§ **Excerpt provided**
In City of Demopolis v. Webb, 87 Alabama, 659, the case did not turn upon the ownership of land below high water mark, although the court, in delivering the opinion, said: "Under our decisions, when a person own lands on a navigable river his ownership is held to extend so far as to embrace the land between high and low water marks," citing Williams v. Glover, 66 Alabama, 189, which, as before stated, related to land upon an island in the Tennessee River and not upon a tidal stream. The land in question was in the city of Demopolis, on the Tombigbee River, a navigable stream emptying into the Bay of Mobile, and at this point apparently far above the tidal effect. In the same case afterwards before the court on its merits, Webb v. Demopolis, 95 Alabama, 116, the court held that whether a grant of the United States to land lying on a navigable stream within the limits of a State extends to high or to low water mark or to the middle thread of the stream, was not a Federal but a local question, citing Barney v. Keokuk, 94 U.S. 324; Packer v. Bird, 137 U.S. 661; St. Louis v. Rutz, 138 U.S. 226; Hardin v. Jordan, 140 U.S. 371; and Kaukauna Co. v. Green Bay &c. Canal Co., 142 U.S. 255, and also held that "the rule which this State has adopted and declared through this court is that a grant by the United States to land bordering on a navigable river includes the shore or bank of such river, and extends to the water line thereof at low water." In none of the above cases cited from our reports were the lands situated within tide waters.

§ **Material supplied**
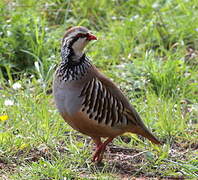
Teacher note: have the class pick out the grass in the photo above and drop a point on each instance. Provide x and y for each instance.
(149, 48)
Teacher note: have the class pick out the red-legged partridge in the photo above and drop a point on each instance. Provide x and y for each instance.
(90, 102)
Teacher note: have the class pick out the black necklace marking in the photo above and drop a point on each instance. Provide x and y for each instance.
(69, 69)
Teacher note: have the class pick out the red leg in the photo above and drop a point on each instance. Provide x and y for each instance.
(98, 155)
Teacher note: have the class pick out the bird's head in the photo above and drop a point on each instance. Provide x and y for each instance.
(77, 38)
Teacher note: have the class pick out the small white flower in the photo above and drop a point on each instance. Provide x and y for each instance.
(8, 102)
(16, 86)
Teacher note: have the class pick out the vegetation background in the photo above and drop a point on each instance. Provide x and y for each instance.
(148, 47)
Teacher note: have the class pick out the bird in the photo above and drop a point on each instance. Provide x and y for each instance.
(89, 101)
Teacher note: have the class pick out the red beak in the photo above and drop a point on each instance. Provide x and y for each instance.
(91, 37)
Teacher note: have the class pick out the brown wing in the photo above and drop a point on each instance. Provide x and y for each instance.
(106, 106)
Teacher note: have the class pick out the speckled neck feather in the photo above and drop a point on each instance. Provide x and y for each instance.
(70, 69)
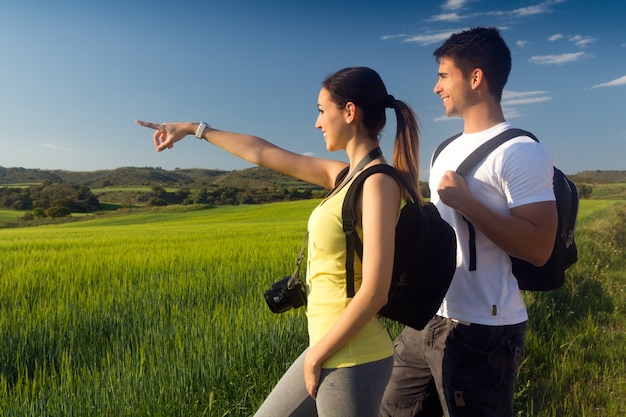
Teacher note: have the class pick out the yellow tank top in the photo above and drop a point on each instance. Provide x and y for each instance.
(326, 287)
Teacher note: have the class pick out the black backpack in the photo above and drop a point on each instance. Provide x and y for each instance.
(424, 260)
(564, 254)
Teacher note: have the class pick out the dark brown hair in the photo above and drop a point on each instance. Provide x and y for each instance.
(364, 87)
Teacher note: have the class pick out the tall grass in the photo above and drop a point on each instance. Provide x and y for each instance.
(160, 313)
(576, 345)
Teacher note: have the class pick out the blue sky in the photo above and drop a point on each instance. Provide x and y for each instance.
(74, 75)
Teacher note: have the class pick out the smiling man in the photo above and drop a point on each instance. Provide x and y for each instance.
(464, 362)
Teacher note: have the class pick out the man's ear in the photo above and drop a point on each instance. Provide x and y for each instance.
(477, 78)
(349, 112)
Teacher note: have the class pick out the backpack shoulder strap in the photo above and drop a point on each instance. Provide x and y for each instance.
(486, 148)
(474, 158)
(349, 217)
(441, 147)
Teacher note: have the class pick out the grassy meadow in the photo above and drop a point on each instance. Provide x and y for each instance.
(160, 313)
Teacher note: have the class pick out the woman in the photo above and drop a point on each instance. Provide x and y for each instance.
(350, 357)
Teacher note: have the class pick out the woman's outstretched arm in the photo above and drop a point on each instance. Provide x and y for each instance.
(253, 149)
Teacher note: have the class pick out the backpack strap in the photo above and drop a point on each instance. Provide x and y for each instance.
(471, 161)
(349, 217)
(441, 147)
(486, 148)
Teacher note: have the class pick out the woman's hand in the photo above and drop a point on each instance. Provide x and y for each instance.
(312, 373)
(166, 134)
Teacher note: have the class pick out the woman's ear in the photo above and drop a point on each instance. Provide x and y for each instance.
(350, 112)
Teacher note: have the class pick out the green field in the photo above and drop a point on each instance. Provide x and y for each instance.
(160, 313)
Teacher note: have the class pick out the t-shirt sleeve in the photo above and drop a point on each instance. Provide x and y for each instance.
(527, 174)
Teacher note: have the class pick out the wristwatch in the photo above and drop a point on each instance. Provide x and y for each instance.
(200, 130)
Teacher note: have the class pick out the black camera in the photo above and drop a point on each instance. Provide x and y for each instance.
(285, 294)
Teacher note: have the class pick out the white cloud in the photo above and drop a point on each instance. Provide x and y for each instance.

§ **Tasks to carry out**
1. In the excerpt on Alabama river-land cases, on which river was the land in the Demopolis case located?
2. Summarize the excerpt on Alabama river-land cases in two sentences.
3. Translate this sentence from the excerpt on Alabama river-land cases into Spanish: "In none of the above cases cited from our reports were the lands situated within tide waters."

§ **Answers provided**
1. The Tombigbee River.

2. City of Demopolis v. Webb, about land in Demopolis on the Tombigbee River, did not turn on ownership below high water mark, though the court said that an owner of land on a navigable river holds the land between high and low water marks. When the case returned on its merits, the court held that the reach of a United States grant along a navigable stream is a local rather than a Federal question and that, under Alabama's rule, such a grant extends to the water line at low water; none of the cited Alabama cases involved lands within tide waters.

3. En ninguno de los casos antes citados de nuestros repertorios estaban las tierras situadas dentro de aguas de marea.